> [INSTRUCTION 1]: List every line of the listing that contains the word "arched".

Oh, and BTW, there is not much better smelling than a boiling batch of wort! I do all grain batches so my precess in very different than you would experience with a no boil kit but just had to throw out there that I love the smell ofbeer/hops boiling in the morning. 


Also, it is only sticky/messy the first time or two you make a batch. Once you get your process down you make much much much less of a mess. I am anxious to hear others input on these kits. The process manufacturing these kits sounds very interesting. I have not been impressed with any of the regular extract/boil kits I have done although most swear by them. I think I must of made an error along the way as none would clear.




Mashing











Lautering








Boil








Boil Done, ready to move to fermenter


----------



## masta (Mar 24, 2008)

smurfe is right on with the larger primary and liquid yeast as much of the flavor comes from the correct yeast. Having the manufacturer telling you to change things and experiment is a new concept for us wine kit makers who always stress to follow the instructions exactly. There must be a real die-hard brewer working at RJS who has spent lots of time testing and providing some great info.



*Edited by: masta *


----------



## Wade E (Mar 24, 2008)

Smurf, how big of a batch do you have going in that keg that it is almost full?


----------



## smurfe (Mar 24, 2008)

That is a 10 gallon batch. Actually I just noticed that I posted the wrong pic. That is during the boil. There is around 12 gallons in that pot at that moment. After boil off, there will be about 10.5 gallons left.*Edited by: smurfe *


----------



## openbeerz (Feb 6, 2009)

> [Detection examples]:
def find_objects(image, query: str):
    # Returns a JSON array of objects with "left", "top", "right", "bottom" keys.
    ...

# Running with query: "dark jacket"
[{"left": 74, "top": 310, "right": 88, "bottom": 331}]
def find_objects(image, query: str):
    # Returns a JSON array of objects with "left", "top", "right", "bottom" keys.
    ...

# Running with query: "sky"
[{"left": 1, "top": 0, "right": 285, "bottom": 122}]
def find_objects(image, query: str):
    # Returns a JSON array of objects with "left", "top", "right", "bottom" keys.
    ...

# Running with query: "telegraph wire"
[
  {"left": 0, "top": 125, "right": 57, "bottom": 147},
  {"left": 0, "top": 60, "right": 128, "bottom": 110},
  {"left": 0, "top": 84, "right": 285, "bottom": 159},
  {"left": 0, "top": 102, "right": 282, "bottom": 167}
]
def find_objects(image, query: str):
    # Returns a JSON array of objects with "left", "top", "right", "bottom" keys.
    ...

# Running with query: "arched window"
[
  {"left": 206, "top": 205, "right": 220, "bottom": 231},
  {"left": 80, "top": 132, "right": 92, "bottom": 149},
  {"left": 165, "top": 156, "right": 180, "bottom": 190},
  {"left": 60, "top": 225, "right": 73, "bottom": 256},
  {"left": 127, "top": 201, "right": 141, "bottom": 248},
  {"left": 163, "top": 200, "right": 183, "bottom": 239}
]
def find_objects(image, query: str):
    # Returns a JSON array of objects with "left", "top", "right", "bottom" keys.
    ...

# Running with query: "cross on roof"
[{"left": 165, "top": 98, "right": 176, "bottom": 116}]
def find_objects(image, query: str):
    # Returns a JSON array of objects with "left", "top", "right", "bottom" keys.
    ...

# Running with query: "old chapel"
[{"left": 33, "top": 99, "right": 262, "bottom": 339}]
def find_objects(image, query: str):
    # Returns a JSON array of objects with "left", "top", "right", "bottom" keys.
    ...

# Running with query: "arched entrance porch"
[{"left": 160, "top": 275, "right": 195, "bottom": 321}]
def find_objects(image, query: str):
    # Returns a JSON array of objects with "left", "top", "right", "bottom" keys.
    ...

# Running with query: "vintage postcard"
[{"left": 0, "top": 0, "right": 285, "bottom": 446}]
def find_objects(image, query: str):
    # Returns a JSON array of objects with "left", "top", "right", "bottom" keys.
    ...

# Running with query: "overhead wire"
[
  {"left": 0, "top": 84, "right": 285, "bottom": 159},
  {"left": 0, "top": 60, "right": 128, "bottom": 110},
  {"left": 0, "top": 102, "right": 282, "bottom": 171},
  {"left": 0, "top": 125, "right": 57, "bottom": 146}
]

> [INSTRUCTION 2]: Write what comes next in the homebrewing forum thread, starting after its last line.

> [ANSWER 1]:
# Running with query: "arched window"
# Running with query: "arched entrance porch"

> [ANSWER 2]:
I just read the tutorial that masta posted back in march,wish I would have seen it before I started my first two beer kits,now I see that on my first kit my mistake was to pour all the cooled wort into the primary solids and all,when I racked it to a glass carboy a week later I strained out all the solids,hope it turns out allright.On my second kit I boiled with the lid on half way now I see it's best to use no lid at all but at least I strained out the solids on the second kit.Boath kits are brewers best,do you think they have a chance


----------



## smurfe (Feb 7, 2009)

Yeah you don't want the lid on. Your goal is to boil some of the water out of the liquid to raise the sugar concentration levels aka your gravity.It is like when a chef reduces a sauce.If your lid wasn't on tight it ought to be fine as steam still escaped. 


In regards to the solids after the boil you transfered hop trub and probably hot break materials. That will fall out in the secondary. You may have a cloudy beer and you may have a bit lower alcohol content from boiling with a lid on but you know the best part of all of it? It will still be beer!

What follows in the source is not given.